Brief:
Copy the listing again, requests included, starting at the line that has "What element in the above image is the frosty" and stopping after the line that has "[158, 100, 424, 175]". Raise every bounding box coordinate in the answers by 99, and leave the requests and their format samples unchanged.
════════════════
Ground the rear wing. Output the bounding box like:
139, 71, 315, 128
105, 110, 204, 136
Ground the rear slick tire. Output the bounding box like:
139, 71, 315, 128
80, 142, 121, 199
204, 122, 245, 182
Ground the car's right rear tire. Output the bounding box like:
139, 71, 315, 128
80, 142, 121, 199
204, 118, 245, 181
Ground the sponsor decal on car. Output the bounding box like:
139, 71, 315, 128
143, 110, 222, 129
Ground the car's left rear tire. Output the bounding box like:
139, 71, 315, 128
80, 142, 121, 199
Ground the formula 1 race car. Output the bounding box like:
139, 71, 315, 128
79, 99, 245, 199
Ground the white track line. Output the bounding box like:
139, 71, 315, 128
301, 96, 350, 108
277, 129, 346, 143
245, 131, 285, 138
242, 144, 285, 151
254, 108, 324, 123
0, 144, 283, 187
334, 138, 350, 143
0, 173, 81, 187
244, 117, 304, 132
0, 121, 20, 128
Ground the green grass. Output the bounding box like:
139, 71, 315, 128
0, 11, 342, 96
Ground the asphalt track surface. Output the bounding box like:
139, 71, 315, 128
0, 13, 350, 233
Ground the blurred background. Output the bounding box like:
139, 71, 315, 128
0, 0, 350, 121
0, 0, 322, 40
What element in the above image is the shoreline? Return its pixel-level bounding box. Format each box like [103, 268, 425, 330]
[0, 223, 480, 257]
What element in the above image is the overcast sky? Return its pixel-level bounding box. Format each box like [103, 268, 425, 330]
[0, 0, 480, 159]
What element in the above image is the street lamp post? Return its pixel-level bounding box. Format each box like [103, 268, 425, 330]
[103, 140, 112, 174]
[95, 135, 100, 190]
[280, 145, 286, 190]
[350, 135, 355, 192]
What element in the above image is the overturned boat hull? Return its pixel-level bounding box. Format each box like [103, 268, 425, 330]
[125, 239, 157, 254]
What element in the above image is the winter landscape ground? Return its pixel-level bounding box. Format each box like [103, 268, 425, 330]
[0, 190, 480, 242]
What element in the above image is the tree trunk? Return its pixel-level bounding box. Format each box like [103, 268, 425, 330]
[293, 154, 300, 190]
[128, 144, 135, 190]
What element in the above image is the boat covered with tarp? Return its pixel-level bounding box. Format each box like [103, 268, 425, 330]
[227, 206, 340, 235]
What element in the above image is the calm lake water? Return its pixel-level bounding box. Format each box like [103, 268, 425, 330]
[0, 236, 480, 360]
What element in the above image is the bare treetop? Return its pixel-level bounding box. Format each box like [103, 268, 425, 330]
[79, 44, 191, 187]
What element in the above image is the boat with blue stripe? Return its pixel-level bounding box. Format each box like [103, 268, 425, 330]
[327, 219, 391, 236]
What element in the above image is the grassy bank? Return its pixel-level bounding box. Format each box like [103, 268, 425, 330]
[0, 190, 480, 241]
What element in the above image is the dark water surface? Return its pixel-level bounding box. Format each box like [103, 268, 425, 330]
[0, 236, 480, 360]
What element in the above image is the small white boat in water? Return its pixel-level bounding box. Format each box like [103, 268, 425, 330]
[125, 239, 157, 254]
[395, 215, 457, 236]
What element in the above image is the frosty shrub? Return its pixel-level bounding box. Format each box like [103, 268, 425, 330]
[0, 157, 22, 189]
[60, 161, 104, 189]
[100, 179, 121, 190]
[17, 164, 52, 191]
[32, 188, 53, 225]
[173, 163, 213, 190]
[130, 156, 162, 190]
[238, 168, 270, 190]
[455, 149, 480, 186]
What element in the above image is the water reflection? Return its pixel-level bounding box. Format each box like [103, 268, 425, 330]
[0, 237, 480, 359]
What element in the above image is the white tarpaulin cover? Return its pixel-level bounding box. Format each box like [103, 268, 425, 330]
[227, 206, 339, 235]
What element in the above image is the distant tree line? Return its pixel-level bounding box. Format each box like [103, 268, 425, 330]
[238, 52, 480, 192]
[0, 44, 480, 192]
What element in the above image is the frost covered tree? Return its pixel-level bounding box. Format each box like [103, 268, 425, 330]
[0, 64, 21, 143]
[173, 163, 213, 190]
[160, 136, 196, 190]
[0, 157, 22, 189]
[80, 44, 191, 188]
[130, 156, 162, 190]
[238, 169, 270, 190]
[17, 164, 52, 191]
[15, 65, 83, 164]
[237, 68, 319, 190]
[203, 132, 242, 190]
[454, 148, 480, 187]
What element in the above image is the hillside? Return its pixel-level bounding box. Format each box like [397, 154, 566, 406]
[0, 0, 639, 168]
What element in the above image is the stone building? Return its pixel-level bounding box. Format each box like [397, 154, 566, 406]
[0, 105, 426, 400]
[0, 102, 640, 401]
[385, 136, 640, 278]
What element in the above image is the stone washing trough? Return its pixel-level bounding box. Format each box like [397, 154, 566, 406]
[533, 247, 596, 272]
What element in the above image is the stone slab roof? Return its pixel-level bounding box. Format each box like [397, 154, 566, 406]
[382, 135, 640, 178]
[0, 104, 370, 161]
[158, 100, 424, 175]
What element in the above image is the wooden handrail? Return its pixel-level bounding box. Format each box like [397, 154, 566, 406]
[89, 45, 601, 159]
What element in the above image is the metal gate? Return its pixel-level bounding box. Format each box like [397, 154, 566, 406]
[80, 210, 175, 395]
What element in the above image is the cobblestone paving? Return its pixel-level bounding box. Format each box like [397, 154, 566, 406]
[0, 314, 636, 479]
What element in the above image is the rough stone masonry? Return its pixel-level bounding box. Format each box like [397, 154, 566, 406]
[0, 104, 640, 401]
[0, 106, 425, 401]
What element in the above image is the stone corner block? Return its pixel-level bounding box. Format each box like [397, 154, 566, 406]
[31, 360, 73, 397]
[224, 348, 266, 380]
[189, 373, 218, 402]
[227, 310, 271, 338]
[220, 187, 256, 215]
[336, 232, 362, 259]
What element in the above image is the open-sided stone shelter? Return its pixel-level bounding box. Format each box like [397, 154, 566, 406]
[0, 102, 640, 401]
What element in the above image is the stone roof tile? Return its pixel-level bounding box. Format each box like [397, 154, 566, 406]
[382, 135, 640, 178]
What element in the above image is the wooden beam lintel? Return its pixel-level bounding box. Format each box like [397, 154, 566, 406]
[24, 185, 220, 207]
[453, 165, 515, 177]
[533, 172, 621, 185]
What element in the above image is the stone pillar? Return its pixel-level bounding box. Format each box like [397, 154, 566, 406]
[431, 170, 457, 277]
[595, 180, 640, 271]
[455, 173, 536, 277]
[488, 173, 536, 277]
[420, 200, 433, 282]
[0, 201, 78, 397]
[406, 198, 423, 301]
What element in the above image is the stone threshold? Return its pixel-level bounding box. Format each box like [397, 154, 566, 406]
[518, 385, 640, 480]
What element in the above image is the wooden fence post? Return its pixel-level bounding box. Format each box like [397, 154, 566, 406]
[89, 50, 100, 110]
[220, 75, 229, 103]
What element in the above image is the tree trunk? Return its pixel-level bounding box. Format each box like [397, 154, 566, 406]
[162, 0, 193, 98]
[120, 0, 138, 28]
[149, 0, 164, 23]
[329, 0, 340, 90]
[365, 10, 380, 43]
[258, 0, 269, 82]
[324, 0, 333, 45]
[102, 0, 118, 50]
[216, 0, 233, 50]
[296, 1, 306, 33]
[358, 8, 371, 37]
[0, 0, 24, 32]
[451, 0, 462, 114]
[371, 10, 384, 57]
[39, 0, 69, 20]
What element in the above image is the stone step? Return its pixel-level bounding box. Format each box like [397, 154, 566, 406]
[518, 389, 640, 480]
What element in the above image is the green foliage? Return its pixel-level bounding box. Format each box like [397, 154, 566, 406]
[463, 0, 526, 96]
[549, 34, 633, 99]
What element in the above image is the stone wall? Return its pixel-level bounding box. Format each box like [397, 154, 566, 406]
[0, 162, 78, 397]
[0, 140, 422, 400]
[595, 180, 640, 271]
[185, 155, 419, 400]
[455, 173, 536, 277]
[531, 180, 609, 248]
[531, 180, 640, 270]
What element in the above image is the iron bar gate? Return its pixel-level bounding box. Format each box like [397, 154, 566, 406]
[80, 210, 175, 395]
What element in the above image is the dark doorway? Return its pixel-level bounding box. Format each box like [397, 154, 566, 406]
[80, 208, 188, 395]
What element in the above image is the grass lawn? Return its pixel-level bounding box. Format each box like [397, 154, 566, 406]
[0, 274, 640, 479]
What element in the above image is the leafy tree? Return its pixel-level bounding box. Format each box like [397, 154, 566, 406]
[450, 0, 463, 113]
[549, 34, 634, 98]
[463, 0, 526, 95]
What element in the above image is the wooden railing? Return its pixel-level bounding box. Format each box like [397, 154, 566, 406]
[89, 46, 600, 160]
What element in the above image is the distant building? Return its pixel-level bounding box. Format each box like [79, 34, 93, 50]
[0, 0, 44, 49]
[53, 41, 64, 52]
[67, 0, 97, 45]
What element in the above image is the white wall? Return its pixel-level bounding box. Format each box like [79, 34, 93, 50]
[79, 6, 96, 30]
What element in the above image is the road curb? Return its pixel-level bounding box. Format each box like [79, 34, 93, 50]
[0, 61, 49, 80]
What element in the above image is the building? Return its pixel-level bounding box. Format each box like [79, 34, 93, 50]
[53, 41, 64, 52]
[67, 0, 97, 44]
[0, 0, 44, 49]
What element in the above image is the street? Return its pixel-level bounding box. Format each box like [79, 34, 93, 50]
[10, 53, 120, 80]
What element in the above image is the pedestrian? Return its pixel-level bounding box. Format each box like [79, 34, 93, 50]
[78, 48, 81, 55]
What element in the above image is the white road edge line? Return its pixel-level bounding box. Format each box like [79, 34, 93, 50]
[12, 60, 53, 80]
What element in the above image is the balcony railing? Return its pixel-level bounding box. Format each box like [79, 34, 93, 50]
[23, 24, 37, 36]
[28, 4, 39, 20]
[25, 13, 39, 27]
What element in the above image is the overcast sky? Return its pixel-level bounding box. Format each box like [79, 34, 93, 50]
════════════════
Task result:
What element in the above image is the frosty shrub? Return its pixel-level bounding box. Format each box like [103, 268, 425, 330]
[99, 256, 121, 288]
[159, 260, 203, 288]
[199, 278, 220, 289]
[116, 263, 151, 290]
[131, 287, 152, 324]
[272, 262, 312, 289]
[229, 255, 261, 289]
[337, 267, 369, 289]
[554, 248, 579, 285]
What element in the above image is the water reflection? Return its pixel-level bounding box. Format each box like [103, 268, 425, 330]
[99, 336, 579, 458]
What element in the above image is the white tarpaulin cover? Return its pixel-level bounding box. Format each box like [103, 268, 425, 330]
[326, 305, 438, 334]
What element in the above image is the distant tree line? Return its pixel-level bounding box. Format each box like [103, 268, 425, 330]
[337, 151, 579, 291]
[99, 143, 579, 291]
What element in the above image is the frost covered tree? Return its pixel-level bounding box. Format each box like [103, 268, 425, 330]
[99, 163, 120, 242]
[272, 262, 312, 289]
[259, 235, 295, 289]
[99, 256, 121, 288]
[179, 143, 290, 287]
[229, 255, 261, 289]
[337, 268, 369, 289]
[116, 263, 151, 290]
[114, 164, 182, 263]
[336, 167, 418, 289]
[302, 231, 341, 289]
[553, 247, 579, 286]
What element in the above image is the hillside? Return its pixel-level bounding box. Format each box like [397, 154, 566, 406]
[99, 99, 738, 267]
What element in the above image is the stone building? Return its pixel-level bounding box. Format each box like [397, 154, 566, 406]
[99, 204, 525, 499]
[99, 201, 739, 500]
[484, 235, 739, 377]
What element in the above image is the stone washing trough? Return its pixel-level bounding box. Format each box like [397, 154, 566, 406]
[632, 346, 695, 371]
What element in the above image is the stone slab roof? Return its pixel-level bounding box. Format each box like [397, 154, 566, 406]
[481, 234, 739, 277]
[99, 203, 469, 260]
[257, 199, 523, 274]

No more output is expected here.